### Pasaje seleccionado
La tercera caída de El Chapo
Dejar pasar tres días sin llevarlo a EE UU, supone una gran afición por la ruleta rusa
Lo más impresionante en todas las aprehensiones de Joaquín Guzmán Loera, El Chapo, son las imágenes que muestran el rostro de un hombre que no es terrible, que no atemoriza y cuyo lenguaje corporal muestra terror como cualquier individuo al ser capturado. La tercera caída de El Chapo, una especie de viacrucis del narcotráfico mexicano, supone un momento de gloria para Enrique Peña Nieto. Sobre todo, después de que The New York Times afirmase en un editorial el 4 de enero que el presidente mexicano no era amigo de la claridad, tampoco de la transparencia y, mucho menos, de la verdad.
“¡Lo tenemos, misión cumplida!”, fue la frase de Peña Nieto para comunicar el viernes la captura del capo, una frase que sintetiza grandes momentos fallidos del siglo XXI. Una mezcla de aquel “lo tenemos”, con el que el entonces procónsul de EE UU en Irak, Paul Bremer, anunció la captura en diciembre de 2003 de Sadam Husein en su tierra natal —escondido en un agujero como Guzmán— y de la inolvidable “misión cumplida”, pronunciada por George W. Bush a bordo de un portaaviones en mayo de ese año, con la que puso fin a las grandes operaciones militares en Irak.
A partir de este momento, en un país donde Guzmán ya se ha escapado dos veces, resulta innecesaria la vulgaridad de hacer hipótesis en torno a lo que sabe, lo que no sabe o hasta dónde llegan sus tentáculos. A fin de cuentas, El Chapo, por una parte, aparece en la lista de los mexicanos más ricos en la revista Forbes y, por otra, genera múltiples puestos de trabajo, a través de la economía oculta y paralela, pero reciclable y autosuficiente del narcotráfico.
Y ahora la pregunta obligada: ¿Qué hará Peña con El Chapo? Porque dejar transcurrir tres días sin subirlo a un avión con destino a Estados Unidos significa una gran afición por la ruleta rusa. ¿Acaso el Estado mexicano no es capaz de administrar a su preso más famoso? Seguramente sí, el problema es que ese preso representa la síntesis de muchos años de coexistencia entre el bien y el mal.
El narcotráfico mexicano es el resultado de un país que no ha tenido la fuerza suficiente como para hacer cumplir sus propias leyes
El narcotráfico mexicano es el resultado de un país que no ha tenido la fuerza suficiente como para hacer cumplir sus propias leyes, y de aquel viejo axioma que lamenta que México se encuentre “tan lejos de Dios y tan cerca de EE UU”. A fin de cuentas, el Estado mexicano es la mayor área de entrenamiento para las armas estadounidenses y el laboratorio donde pueden probar los niveles de calidad de la droga y los daños que puede provocar.

### Filas de datos

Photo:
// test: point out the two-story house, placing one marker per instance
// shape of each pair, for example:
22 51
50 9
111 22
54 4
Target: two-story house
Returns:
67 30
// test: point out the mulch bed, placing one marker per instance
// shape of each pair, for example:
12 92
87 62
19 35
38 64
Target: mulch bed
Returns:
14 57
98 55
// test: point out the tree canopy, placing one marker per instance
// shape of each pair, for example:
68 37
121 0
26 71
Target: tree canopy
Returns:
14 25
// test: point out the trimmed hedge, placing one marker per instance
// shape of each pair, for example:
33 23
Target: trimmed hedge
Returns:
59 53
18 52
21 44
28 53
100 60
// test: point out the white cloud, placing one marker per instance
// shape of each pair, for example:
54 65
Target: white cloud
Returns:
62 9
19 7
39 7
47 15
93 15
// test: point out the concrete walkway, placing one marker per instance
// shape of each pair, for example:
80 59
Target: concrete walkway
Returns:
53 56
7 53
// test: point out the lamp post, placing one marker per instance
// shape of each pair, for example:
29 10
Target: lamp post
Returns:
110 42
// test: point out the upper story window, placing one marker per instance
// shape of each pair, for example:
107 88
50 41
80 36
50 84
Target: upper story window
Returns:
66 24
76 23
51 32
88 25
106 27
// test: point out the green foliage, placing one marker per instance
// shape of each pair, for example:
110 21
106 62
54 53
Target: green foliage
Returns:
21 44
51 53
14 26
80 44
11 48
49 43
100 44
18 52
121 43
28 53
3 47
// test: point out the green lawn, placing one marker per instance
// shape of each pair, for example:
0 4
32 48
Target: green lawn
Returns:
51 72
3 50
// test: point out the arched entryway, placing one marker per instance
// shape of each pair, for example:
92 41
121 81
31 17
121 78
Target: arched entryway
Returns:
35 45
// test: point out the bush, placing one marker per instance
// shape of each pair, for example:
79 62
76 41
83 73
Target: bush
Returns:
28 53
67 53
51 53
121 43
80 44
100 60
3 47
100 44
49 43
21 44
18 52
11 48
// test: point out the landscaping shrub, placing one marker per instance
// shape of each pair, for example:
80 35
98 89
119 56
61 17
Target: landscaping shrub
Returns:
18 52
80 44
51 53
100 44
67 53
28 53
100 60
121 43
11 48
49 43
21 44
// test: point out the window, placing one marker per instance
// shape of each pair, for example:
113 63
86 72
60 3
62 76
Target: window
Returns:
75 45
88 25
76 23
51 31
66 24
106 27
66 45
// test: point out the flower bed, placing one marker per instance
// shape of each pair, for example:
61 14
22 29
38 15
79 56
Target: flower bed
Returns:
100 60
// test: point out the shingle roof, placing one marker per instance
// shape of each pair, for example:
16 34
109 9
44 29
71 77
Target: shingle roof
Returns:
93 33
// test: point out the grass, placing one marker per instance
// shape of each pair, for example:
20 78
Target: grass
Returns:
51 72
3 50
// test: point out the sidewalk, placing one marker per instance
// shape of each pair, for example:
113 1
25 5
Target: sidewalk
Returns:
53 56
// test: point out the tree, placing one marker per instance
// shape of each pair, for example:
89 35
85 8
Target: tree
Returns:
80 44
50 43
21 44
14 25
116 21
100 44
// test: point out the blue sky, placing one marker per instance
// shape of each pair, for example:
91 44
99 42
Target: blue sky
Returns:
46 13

### Tarea por realizar
Reproduzca literalmente el pasaje del artículo sobre la captura de El Chapo que comienza con "A partir de" y continúa hasta "bien y el mal.". No es necesario consultar las filas.

### Solución propuesta
A partir de este momento, en un país donde Guzmán ya se ha escapado dos veces, resulta innecesaria la vulgaridad de hacer hipótesis en torno a lo que sabe, lo que no sabe o hasta dónde llegan sus tentáculos. A fin de cuentas, El Chapo, por una parte, aparece en la lista de los mexicanos más ricos en la revista Forbes y, por otra, genera múltiples puestos de trabajo, a través de la economía oculta y paralela, pero reciclable y autosuficiente del narcotráfico.
Y ahora la pregunta obligada: ¿Qué hará Peña con El Chapo? Porque dejar transcurrir tres días sin subirlo a un avión con destino a Estados Unidos significa una gran afición por la ruleta rusa. ¿Acaso el Estado mexicano no es capaz de administrar a su preso más famoso? Seguramente sí, el problema es que ese preso representa la síntesis de muchos años de coexistencia entre el bien y el mal.